[Excerpt provided start]
Listen to my wonderful colleague Sam talk about induction stoves with built-in batteries. Volts.
Thank you Christin for sharing this beauty. I watch it once a day. Daniel Craig x Taika Waititi x dancing x a banger of a tune.
Bonus bonus dancing/stretching:
Do your eyes glaze over when I talk about electrification? You learn best while moving, I learned from Annie Murphy Brown’s absolutely excellent book, The Extended Mind. Which is why I think this stretching video about electrification that we made at Rewiring America, starring the brilliant Dan McCollister, might be the best way to absorb some solid electrification content. And stay limber.
Somehow, I’d NEVER heard of Twitch, the brilliant dancer who departed this earthly patch last week. I’ve gone through his Instagram and marveled at his lightness of heart and step. Hug the people you love and make sure they are ok.
Stuff part deux
What’s in store for next year? I’m working through the logistics of MVP’s climate fund, It’s also my goal to add more climate actionability to this here newsletter, as I know that action begets action, and is why you are all here.
[Excerpt provided end]
[Material provided start]
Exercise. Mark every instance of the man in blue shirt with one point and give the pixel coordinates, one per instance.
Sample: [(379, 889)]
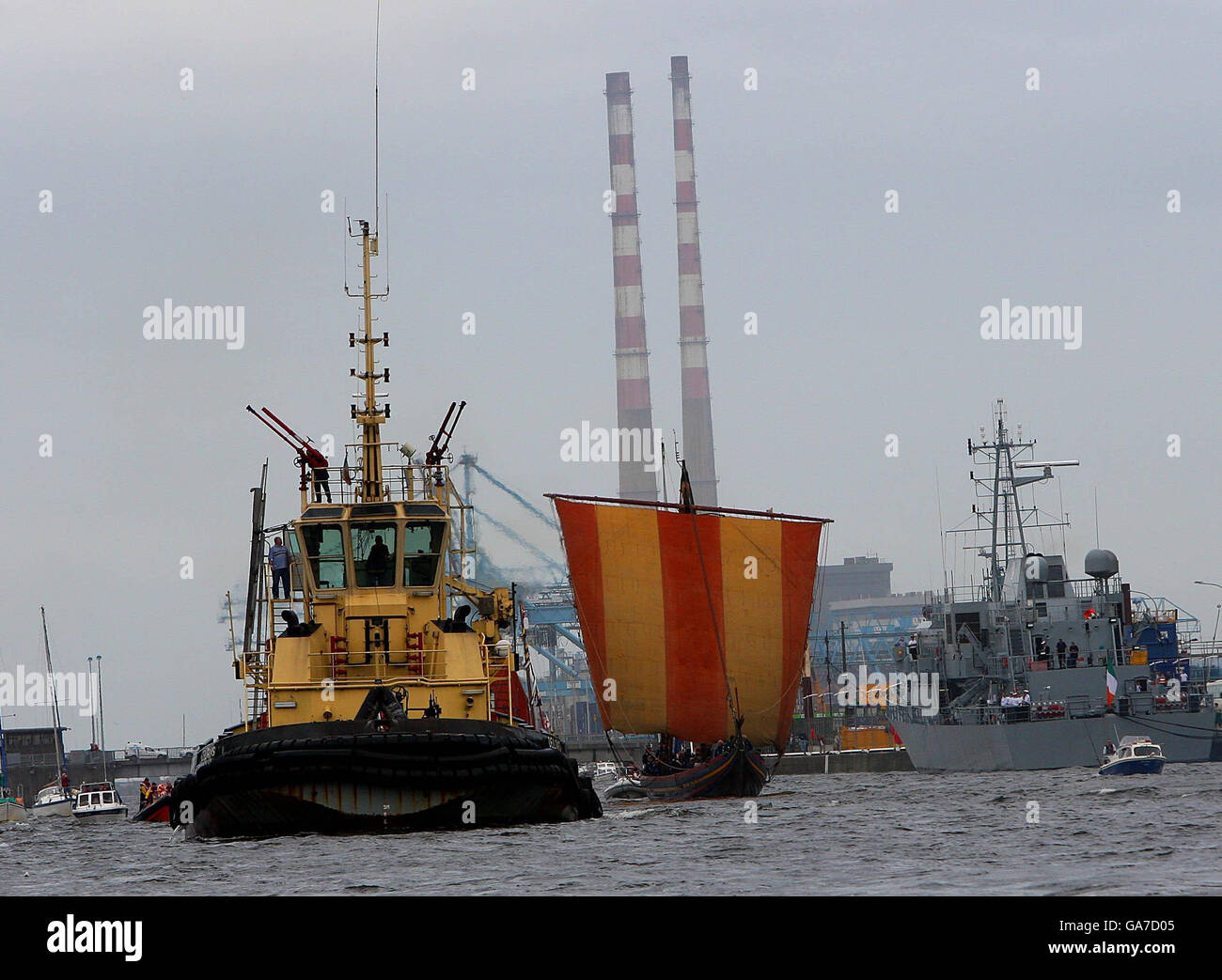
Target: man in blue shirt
[(280, 560)]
[Material provided end]
To do
1) From the newsletter excerpt, output the passage that begins at the words "Somehow, I’d NEVER" and stops after the words "they are ok.", copied word for word.
2) Go on with the newsletter excerpt, starting right after its last sentence.

Exercise responses
1)
Somehow, I’d NEVER heard of Twitch, the brilliant dancer who departed this earthly patch last week. I’ve gone through his Instagram and marveled at his lightness of heart and step. Hug the people you love and make sure they are ok.

2)
Personally, I am working on fully electrifying my own home (will you be mine, heat pump water heater?). And creatively, I am committing myself to more art and dance, of a climate-y nature.
I’d love to hear, and share, your climate goals, professional or personal, for this year. Let me know! If you have thoughts as to how to make this newsletter better, let me know those, too! If you like this newsletter, I’m always grateful when you ❤️ or share it.
Wishing you a healthy, restful, verdant break! Thanks for reading, caring, acting, and spelunking.
Thanks for a thoughtful read. It is a challenge, I have a hard time not feeling gloomy about the planet. Every plastic item reminds me of it to the point that I told my daughter that I don't like balloons because they kill birds and fish (at a birthday party no less)
Just WOW! on the three eclectic dance sequences plus electrification exercise video. Inspired such a range of emotions in one post.
Really miss you in YES!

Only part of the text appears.